### 任务目标
在关于 GitHub 仓库爬取的这段文本中，爬取结果以什么形式保存，存放在哪个文件夹下？

### 文本节选
────────────────────────────────────────

# git repo crawl

该范例里，我们将针对所有包含关键词“property”，为“verilog”语言的repo进行爬取，结果将以 `<repo_name>.zip` 的形式保存在`data\repos`文件夹下。

steps:

1. get all repos written in language 'systemverilog';
2. filter these repos with rule: keyword 'property' must appear in code;
3. download all repos;


# github API tutorial

* [官方文档](https://docs.github.com/en/rest?apiVersion=2022-11-28)

- - [search API](https://docs.github.com/en/rest/search/search?apiVersion=2022-11-28)

- - [设置personal token](https://github.com/settings/tokens)

* [入门blog](https://blog.csdn.net/weixin_39132520/article/details/114925354)


# 注意事项：

* github's search API limit is set to return at most 1000 items, therefore we need to split whole query into chunks to retrieve items ranked over 1000

* For authenticated requests, 30 requests per minute, For unauthenticated requests, the rate limit allows you to make up to 10 requests per minute. 在code search里，实验来看，只能最快每分钟search 10次，所以我们应该还是属于 unauthenticated，虽然是给了token的（不给token，code search都用不了）。

────────────────────────────────────────

### 相关资料

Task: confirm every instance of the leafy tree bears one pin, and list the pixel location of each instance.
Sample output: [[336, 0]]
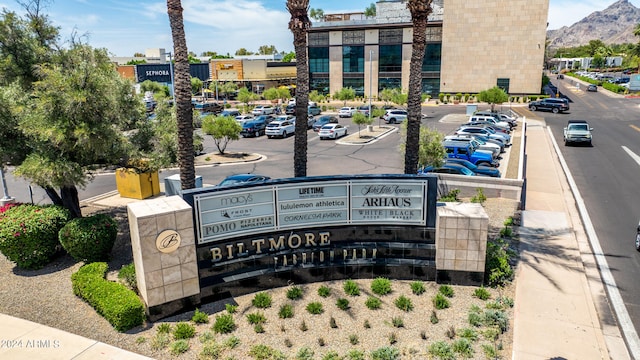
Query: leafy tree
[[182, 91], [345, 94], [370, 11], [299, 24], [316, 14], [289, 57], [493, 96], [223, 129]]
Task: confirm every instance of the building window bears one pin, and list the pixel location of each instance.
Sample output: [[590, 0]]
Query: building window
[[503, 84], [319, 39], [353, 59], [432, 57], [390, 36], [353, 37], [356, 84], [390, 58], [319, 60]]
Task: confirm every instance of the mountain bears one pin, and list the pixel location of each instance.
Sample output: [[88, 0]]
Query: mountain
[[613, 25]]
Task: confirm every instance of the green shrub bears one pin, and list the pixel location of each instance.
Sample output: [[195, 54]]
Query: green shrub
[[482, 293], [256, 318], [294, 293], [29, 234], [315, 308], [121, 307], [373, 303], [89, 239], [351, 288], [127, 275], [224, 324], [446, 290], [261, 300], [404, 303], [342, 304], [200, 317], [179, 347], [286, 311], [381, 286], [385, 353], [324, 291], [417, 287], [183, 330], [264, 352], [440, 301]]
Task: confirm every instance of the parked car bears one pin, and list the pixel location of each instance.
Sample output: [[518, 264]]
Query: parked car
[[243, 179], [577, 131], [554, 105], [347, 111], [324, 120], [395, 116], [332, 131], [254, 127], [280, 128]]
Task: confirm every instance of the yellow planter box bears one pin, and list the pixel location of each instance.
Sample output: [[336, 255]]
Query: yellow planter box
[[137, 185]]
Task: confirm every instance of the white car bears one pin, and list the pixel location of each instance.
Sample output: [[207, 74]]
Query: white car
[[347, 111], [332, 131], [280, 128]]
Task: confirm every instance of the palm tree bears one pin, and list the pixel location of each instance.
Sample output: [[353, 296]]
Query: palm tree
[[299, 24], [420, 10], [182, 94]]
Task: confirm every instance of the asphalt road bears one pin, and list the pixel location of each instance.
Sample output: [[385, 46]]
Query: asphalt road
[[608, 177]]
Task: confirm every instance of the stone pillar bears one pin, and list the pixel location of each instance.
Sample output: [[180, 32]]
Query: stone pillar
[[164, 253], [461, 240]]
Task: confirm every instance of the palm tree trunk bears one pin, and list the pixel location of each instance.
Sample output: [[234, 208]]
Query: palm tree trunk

────────────────────────────────────────

### 参考解答
结果以 `<repo_name>.zip` 的形式保存在 `data\repos` 文件夹下。